### [Problem to work on]
Return only those lines of the records below in which "windshield" appears.

### [Supplied material]
Start of Block
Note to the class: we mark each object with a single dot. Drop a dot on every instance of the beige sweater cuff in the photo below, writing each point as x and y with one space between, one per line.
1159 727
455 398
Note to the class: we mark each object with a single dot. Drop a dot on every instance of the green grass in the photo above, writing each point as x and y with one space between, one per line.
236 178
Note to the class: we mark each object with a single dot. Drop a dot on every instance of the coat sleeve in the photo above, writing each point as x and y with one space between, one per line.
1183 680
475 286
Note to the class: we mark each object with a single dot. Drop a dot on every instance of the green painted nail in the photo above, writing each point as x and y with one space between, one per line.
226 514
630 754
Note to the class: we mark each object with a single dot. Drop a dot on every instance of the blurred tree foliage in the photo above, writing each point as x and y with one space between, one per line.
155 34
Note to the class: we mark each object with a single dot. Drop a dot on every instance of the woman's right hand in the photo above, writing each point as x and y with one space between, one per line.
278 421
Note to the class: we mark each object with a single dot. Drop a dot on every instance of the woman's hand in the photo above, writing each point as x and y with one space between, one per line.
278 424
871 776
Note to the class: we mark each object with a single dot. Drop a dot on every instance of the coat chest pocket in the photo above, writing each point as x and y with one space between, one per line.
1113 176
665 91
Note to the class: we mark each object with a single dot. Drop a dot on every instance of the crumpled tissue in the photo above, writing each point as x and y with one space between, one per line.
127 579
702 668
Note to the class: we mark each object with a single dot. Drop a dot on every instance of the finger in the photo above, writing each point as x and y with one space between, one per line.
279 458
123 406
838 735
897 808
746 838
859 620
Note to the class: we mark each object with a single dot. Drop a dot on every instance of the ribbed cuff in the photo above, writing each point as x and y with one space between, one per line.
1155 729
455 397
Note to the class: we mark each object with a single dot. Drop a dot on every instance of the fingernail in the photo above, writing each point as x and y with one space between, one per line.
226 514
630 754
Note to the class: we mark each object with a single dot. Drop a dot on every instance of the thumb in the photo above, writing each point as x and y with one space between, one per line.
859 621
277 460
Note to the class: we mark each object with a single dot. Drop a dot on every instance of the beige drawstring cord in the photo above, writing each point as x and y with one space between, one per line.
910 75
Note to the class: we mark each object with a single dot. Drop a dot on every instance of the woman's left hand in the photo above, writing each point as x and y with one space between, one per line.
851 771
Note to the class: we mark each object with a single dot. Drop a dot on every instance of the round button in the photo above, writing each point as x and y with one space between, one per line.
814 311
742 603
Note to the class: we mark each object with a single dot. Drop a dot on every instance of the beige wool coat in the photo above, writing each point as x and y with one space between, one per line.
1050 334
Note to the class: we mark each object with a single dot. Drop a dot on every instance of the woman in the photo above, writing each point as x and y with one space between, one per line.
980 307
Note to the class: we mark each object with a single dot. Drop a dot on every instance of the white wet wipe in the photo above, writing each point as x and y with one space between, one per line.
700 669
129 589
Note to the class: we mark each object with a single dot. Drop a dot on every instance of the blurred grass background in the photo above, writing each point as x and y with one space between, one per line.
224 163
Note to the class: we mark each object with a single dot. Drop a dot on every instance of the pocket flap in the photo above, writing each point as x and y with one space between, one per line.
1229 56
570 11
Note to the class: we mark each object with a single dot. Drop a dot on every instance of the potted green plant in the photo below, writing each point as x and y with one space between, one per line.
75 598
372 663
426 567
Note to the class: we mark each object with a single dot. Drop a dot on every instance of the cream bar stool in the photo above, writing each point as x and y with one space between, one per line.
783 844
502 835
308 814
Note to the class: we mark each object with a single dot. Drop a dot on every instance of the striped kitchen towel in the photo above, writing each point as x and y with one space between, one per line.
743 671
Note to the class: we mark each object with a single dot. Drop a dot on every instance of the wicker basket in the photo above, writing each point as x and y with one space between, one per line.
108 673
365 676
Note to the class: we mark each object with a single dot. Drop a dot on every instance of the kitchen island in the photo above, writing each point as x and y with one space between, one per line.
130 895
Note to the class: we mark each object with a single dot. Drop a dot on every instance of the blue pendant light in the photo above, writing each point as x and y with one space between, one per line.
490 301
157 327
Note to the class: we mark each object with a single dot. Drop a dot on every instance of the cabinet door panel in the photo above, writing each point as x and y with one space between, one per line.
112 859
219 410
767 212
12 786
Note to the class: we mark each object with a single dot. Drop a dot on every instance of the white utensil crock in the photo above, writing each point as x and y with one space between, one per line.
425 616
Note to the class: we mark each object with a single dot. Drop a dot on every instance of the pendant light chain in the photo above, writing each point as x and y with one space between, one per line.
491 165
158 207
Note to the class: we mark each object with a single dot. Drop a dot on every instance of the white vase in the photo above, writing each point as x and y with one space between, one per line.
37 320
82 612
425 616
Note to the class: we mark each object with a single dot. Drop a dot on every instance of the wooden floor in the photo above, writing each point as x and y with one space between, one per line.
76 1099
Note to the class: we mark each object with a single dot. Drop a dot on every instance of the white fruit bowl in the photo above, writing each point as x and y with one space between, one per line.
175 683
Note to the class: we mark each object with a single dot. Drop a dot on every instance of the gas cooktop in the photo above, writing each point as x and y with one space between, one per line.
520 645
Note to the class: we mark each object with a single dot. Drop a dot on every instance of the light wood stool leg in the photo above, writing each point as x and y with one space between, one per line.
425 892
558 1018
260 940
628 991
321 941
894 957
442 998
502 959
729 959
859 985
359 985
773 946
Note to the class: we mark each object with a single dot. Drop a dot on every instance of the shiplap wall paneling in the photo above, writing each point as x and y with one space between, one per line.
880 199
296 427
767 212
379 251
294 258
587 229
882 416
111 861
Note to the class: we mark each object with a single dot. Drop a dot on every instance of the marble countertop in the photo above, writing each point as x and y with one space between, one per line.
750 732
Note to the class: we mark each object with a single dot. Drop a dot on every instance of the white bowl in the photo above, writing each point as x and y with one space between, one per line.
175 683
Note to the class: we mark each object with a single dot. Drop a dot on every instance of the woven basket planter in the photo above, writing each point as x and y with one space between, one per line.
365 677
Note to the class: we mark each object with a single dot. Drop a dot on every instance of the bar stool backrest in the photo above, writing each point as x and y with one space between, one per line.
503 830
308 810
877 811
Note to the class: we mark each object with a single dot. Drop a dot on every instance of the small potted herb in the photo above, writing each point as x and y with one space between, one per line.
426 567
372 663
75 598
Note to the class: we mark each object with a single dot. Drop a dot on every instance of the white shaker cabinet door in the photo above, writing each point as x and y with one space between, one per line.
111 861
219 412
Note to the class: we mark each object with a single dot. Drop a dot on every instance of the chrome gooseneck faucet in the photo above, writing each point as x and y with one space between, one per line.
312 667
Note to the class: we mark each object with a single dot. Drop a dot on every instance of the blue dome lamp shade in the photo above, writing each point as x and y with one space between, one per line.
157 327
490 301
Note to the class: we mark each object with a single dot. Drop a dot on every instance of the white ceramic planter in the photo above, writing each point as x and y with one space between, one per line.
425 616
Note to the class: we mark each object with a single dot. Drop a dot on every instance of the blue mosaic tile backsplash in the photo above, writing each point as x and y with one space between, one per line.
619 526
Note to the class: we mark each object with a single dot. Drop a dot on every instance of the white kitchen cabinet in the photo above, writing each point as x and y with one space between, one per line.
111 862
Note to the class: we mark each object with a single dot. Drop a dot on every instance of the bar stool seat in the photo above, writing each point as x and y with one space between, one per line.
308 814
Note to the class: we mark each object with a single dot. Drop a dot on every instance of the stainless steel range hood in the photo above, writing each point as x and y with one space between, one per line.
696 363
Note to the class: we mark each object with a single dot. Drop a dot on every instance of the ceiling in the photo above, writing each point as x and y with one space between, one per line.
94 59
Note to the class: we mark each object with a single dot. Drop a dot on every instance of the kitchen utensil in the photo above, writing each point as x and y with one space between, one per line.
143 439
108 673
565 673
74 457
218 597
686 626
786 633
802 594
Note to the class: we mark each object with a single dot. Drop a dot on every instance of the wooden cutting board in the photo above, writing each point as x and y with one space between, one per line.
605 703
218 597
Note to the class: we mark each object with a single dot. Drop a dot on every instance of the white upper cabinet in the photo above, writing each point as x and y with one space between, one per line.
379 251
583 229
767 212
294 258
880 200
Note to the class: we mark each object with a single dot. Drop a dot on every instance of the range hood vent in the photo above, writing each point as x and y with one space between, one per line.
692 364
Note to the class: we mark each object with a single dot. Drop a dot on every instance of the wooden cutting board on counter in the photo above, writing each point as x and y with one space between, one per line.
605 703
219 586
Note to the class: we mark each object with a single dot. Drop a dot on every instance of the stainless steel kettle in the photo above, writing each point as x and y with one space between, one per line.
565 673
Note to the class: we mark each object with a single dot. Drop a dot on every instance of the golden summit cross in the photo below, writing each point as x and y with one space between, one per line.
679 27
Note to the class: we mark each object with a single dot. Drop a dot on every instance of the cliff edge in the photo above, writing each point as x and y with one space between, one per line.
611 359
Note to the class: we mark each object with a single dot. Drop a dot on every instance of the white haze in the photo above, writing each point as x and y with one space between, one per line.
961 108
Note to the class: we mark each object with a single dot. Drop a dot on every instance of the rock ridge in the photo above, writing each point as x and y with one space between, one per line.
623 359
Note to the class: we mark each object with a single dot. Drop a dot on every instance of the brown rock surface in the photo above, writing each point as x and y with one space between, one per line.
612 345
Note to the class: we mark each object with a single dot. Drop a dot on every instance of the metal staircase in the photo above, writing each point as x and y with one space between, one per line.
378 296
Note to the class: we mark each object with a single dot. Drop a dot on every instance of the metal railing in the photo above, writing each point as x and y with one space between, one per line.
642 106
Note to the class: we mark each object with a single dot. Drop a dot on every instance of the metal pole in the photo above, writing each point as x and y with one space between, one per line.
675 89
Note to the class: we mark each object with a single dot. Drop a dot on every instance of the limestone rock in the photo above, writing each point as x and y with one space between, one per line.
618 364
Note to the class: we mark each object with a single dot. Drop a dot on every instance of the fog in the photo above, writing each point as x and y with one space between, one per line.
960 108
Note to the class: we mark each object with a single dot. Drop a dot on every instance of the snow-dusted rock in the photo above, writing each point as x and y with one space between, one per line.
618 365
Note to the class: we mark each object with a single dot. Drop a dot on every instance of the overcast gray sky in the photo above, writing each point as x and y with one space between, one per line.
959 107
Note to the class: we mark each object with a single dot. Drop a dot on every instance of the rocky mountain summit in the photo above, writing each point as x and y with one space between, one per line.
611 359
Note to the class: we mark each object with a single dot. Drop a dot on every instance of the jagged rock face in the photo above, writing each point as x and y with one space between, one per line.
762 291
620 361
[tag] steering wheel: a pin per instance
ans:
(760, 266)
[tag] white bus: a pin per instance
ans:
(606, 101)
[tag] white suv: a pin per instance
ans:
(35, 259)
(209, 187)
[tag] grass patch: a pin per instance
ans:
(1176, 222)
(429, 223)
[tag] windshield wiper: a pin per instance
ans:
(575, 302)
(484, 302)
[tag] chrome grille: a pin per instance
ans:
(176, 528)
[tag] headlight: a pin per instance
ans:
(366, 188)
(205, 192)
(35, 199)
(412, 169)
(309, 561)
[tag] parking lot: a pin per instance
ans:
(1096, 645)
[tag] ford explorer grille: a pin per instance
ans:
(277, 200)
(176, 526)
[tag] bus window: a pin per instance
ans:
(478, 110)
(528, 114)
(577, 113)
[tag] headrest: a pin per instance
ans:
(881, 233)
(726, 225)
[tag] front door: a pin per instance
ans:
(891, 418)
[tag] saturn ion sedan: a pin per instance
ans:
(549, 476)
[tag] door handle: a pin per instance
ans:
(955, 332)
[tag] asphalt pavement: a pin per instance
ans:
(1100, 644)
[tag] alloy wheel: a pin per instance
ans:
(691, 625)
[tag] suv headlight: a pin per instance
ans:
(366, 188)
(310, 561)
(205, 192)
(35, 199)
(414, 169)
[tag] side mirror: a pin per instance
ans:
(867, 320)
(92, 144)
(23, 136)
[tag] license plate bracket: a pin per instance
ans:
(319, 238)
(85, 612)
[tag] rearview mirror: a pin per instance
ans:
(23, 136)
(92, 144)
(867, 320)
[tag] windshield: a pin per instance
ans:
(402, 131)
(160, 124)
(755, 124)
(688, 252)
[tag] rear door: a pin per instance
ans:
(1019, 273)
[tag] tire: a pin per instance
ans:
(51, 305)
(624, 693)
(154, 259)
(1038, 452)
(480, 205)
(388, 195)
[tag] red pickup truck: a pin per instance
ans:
End of Block
### [Your solution]
[tag] windshield wiper: a pin per instance
[tag] windshield: a pin per instance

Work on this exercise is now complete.